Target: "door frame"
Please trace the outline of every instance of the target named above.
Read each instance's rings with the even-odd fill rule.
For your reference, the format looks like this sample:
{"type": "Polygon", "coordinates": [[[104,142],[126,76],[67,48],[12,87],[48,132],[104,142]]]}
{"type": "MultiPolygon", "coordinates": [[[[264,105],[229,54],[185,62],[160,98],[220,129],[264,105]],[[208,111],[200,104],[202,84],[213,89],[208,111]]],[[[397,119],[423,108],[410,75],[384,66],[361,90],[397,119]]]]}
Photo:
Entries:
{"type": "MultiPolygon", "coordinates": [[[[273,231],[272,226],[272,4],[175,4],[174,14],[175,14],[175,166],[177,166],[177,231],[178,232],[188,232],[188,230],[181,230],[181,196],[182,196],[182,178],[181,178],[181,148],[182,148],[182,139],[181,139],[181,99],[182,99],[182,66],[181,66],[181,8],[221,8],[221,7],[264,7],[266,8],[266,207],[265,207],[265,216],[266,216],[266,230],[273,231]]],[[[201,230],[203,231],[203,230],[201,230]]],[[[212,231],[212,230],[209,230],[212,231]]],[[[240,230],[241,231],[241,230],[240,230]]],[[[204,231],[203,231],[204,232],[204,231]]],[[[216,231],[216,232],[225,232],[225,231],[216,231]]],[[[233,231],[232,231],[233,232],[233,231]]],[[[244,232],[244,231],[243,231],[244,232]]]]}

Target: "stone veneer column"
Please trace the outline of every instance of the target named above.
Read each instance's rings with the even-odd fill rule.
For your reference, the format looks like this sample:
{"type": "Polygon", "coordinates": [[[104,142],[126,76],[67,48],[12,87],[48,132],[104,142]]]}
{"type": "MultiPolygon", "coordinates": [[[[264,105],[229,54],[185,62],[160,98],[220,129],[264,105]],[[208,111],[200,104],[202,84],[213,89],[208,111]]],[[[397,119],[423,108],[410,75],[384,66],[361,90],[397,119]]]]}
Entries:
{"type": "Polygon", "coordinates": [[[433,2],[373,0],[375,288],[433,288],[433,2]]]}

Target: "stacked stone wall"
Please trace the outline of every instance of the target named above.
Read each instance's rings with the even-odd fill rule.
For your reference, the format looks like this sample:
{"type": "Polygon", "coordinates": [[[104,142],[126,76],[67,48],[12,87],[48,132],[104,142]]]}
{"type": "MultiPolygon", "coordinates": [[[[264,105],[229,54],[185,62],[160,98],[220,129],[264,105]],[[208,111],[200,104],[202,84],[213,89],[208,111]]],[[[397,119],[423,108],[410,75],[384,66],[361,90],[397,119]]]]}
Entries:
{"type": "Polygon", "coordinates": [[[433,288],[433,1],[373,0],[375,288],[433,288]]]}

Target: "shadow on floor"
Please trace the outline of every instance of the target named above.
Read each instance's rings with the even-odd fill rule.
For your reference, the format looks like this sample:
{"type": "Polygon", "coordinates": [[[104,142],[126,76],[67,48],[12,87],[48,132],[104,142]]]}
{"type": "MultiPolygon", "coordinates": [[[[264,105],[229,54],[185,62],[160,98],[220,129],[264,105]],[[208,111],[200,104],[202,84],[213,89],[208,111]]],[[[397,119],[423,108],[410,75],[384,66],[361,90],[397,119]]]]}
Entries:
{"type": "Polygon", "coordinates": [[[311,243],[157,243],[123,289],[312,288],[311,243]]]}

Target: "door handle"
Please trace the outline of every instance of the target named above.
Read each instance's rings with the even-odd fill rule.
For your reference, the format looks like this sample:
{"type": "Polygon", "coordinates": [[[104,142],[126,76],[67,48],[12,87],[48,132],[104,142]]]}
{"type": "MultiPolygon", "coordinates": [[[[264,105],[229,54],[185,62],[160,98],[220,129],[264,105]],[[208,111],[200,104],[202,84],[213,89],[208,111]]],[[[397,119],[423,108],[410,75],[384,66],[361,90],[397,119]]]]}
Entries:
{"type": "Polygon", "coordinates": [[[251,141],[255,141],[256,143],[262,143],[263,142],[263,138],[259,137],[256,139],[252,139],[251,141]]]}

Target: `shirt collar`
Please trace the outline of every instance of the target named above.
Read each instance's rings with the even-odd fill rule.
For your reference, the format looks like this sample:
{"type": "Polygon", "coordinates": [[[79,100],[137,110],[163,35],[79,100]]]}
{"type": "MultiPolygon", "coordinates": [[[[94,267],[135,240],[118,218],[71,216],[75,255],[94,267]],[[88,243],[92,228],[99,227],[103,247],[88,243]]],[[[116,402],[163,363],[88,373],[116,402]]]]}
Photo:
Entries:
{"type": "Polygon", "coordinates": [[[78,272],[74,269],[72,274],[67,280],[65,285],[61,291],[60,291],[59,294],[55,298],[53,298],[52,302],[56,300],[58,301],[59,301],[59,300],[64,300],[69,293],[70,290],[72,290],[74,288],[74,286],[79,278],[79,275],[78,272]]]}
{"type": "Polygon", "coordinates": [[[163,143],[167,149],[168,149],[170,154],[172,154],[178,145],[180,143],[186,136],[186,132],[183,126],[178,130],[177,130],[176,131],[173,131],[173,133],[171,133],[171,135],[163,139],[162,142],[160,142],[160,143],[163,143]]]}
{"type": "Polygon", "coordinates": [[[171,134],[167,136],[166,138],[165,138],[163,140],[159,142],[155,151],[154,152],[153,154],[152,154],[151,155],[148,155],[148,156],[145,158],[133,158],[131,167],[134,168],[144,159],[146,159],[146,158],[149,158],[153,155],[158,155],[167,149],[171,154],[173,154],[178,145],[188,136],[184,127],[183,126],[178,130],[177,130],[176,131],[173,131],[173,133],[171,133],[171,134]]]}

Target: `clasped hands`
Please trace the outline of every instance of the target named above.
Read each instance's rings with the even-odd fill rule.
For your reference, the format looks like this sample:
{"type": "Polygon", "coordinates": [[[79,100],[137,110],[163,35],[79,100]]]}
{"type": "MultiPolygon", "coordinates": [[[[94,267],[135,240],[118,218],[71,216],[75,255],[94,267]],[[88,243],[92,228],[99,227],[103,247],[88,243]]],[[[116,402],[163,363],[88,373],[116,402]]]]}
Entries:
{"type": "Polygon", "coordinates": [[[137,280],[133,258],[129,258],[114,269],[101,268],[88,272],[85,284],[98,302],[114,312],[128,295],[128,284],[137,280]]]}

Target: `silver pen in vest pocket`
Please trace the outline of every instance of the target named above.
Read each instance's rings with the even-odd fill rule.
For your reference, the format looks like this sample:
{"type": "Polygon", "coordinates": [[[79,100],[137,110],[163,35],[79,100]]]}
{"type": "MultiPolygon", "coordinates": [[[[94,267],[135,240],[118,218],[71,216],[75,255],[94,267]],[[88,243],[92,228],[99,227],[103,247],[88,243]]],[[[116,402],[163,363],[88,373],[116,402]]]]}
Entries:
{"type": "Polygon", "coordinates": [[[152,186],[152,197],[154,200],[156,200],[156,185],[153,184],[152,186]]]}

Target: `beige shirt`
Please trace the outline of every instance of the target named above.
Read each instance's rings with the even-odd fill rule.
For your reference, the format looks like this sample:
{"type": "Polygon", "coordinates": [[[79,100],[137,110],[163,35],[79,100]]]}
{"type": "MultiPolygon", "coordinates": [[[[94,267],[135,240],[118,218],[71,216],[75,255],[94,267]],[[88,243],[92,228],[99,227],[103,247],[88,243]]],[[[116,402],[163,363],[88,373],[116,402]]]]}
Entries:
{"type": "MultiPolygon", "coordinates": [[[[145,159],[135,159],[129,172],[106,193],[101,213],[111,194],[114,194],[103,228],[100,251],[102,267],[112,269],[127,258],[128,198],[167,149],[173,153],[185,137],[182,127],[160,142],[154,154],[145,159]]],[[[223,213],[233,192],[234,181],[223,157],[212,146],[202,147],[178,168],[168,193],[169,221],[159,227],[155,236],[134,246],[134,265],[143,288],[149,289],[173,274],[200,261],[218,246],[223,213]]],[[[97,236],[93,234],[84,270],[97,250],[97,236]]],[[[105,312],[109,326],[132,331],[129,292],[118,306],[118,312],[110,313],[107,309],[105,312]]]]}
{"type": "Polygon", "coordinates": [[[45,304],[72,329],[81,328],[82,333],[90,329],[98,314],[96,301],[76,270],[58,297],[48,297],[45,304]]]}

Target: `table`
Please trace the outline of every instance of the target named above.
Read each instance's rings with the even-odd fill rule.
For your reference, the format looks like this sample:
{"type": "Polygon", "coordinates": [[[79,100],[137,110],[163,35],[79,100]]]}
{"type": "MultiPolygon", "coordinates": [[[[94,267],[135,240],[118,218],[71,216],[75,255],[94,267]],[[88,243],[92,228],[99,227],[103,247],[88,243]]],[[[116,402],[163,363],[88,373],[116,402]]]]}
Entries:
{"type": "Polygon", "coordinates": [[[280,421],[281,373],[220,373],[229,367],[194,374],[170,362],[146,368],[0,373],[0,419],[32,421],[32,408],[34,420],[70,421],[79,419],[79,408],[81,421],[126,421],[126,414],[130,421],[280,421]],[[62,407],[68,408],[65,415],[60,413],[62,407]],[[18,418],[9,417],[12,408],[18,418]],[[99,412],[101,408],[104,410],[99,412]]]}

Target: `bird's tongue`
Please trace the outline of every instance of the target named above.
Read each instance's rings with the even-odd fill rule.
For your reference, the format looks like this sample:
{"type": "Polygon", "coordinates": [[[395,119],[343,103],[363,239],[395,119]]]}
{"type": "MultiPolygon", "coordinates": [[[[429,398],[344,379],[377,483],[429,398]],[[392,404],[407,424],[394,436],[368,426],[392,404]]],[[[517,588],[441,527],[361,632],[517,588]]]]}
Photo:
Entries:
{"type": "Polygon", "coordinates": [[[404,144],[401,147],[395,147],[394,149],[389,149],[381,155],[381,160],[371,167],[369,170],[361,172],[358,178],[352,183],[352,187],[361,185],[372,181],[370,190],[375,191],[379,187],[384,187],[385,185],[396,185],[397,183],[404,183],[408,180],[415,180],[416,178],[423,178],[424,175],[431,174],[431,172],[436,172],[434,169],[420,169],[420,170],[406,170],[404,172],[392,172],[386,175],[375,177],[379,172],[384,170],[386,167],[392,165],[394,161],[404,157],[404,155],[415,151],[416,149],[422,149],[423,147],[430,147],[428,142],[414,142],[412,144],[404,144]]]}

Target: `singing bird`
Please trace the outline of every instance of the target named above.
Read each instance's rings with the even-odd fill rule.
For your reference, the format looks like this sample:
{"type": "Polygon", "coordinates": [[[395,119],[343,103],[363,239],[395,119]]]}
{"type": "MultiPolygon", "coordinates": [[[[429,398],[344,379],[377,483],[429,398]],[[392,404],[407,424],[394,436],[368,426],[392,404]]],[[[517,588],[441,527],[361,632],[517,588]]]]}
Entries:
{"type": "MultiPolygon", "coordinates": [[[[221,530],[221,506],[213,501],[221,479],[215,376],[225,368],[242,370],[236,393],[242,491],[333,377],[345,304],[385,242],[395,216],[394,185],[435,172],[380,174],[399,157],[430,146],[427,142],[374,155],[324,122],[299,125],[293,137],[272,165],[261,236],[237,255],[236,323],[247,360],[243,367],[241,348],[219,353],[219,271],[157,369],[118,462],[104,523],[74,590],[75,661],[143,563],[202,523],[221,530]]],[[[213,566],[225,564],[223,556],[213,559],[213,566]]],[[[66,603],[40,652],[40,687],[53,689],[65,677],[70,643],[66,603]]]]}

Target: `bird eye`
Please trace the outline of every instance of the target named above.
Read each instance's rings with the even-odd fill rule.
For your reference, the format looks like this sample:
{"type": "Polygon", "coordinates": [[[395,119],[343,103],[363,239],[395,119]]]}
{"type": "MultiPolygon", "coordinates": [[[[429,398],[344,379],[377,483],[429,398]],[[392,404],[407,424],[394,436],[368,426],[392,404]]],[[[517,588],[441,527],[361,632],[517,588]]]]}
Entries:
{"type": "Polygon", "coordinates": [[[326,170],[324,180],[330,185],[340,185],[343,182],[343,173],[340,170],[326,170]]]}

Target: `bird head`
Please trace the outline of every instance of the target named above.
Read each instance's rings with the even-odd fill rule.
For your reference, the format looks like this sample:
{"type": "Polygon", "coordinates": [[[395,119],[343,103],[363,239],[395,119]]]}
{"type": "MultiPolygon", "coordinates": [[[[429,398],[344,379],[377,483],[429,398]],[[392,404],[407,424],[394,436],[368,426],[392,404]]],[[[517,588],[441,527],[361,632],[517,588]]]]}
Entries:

• Exercise objective: Gather every line in the entries above that contains the word "door" and copy each of those lines in full.

• Answer to this exercise:
Target: "door frame"
Target: "door handle"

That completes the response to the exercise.